* [What this task involves]
Filter the records for "grey" and keep each line that has it.

Start of Records to use

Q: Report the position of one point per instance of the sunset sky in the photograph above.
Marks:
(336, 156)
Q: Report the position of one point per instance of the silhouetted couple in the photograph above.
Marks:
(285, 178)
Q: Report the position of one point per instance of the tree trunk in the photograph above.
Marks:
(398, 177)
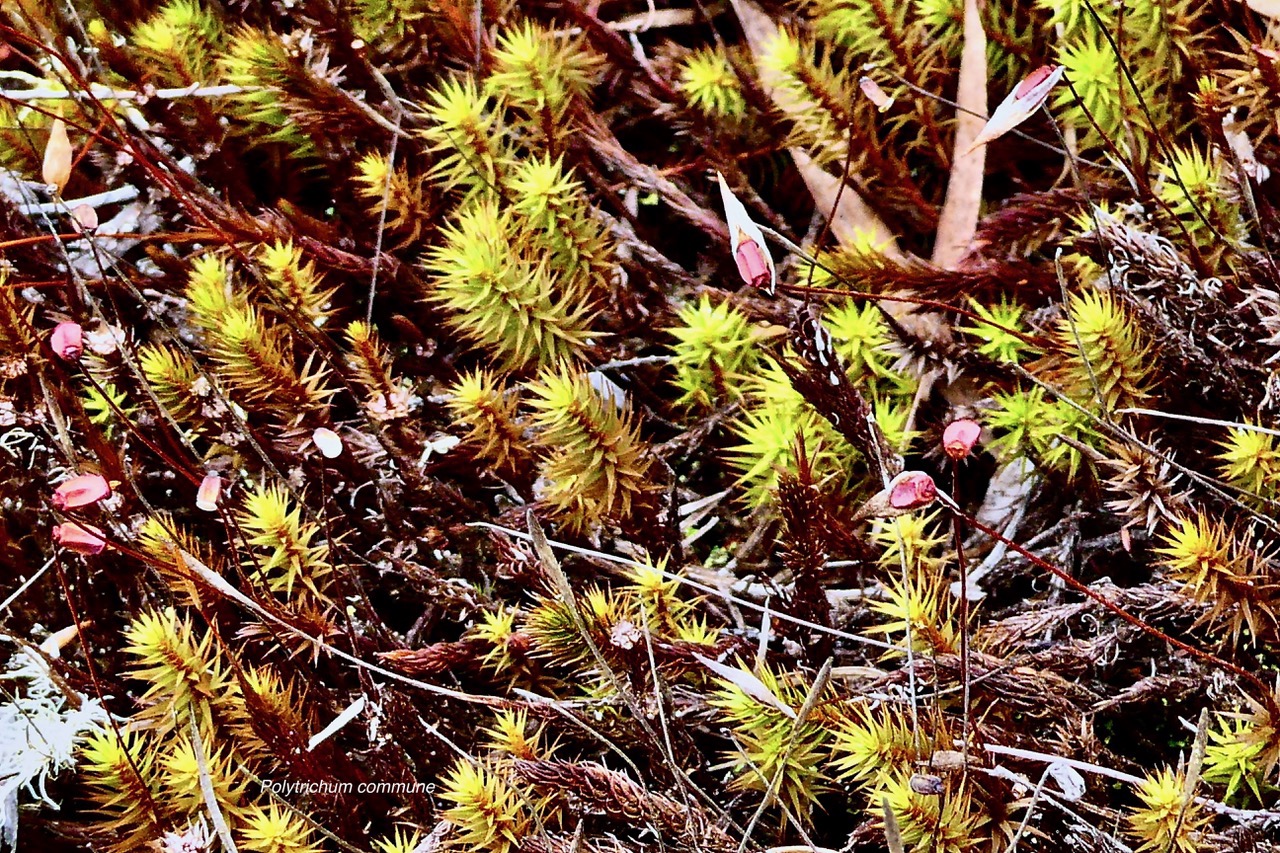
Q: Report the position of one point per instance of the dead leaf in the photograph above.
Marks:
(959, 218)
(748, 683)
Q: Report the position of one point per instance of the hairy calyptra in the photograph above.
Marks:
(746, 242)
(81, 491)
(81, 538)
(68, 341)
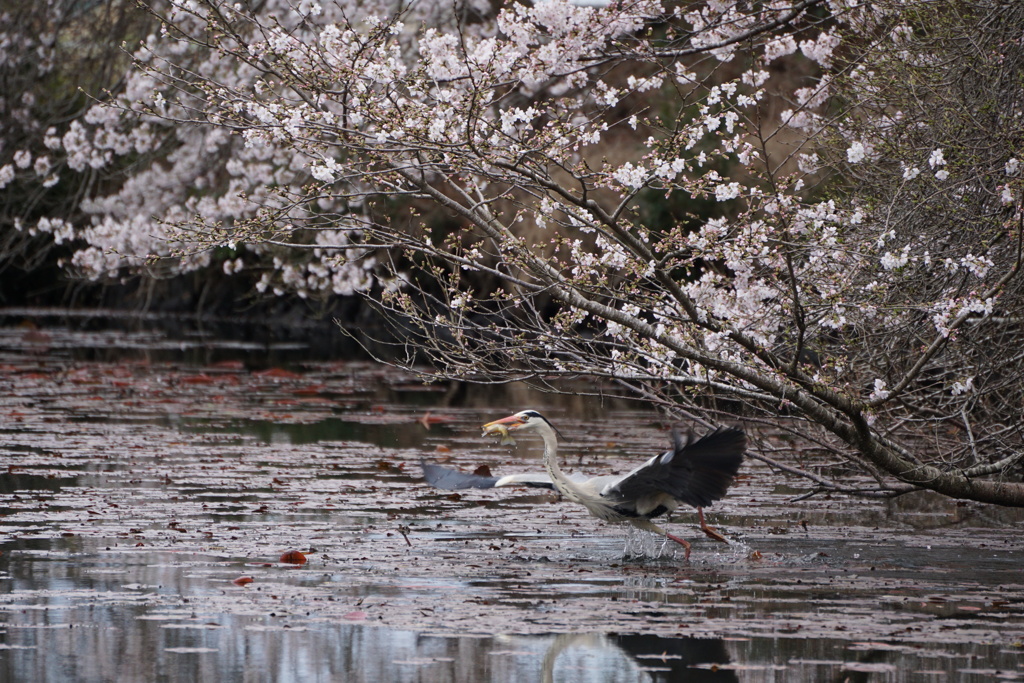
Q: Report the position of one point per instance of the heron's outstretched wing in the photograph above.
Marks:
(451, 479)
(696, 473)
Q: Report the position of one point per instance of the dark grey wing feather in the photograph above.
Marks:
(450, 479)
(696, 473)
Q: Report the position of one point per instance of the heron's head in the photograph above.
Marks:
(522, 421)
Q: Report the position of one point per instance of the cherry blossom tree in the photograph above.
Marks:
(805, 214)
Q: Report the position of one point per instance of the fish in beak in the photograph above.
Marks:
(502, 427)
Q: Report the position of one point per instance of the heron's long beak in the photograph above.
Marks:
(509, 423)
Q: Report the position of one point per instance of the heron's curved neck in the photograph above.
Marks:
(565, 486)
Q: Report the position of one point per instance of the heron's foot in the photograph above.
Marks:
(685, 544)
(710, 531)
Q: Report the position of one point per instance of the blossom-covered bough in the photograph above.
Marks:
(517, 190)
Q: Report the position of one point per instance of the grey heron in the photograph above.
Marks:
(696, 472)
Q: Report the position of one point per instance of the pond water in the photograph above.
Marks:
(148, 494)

End of Records to use
Start of Records to use

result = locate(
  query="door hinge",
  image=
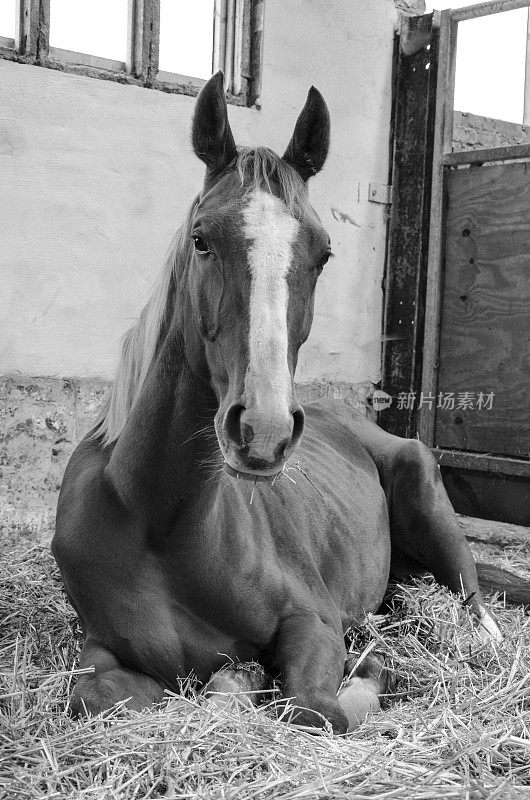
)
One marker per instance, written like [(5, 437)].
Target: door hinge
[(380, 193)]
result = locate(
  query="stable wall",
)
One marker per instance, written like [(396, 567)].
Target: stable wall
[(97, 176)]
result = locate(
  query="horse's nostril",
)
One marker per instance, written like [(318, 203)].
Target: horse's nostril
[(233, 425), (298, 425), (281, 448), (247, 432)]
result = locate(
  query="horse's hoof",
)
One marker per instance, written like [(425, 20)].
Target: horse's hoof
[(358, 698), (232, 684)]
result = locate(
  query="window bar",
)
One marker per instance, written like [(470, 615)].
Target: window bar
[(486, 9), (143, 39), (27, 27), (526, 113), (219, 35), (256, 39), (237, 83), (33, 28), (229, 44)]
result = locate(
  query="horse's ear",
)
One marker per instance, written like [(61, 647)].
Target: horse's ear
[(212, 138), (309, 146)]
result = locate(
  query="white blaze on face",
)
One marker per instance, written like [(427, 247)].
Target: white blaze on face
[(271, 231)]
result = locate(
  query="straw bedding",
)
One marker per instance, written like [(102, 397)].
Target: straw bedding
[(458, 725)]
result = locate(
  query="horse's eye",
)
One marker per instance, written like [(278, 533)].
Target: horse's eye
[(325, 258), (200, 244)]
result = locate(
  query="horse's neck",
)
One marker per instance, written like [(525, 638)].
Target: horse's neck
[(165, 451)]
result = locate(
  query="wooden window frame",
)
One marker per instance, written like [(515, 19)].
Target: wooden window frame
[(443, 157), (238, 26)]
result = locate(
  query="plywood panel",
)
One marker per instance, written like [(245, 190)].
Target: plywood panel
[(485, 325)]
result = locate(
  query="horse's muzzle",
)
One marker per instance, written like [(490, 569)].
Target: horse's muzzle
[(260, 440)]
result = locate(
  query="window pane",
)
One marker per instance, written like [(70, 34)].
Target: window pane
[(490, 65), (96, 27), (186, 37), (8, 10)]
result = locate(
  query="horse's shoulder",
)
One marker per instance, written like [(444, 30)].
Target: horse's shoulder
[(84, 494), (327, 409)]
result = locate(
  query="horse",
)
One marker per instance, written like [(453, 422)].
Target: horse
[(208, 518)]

End of Records to use

* [Answer space]
Q: Report the position of one point per instance of the dark grey wing feather in the photograph above.
Q: Report the position of one point per instance of the grey heron in the photograph above.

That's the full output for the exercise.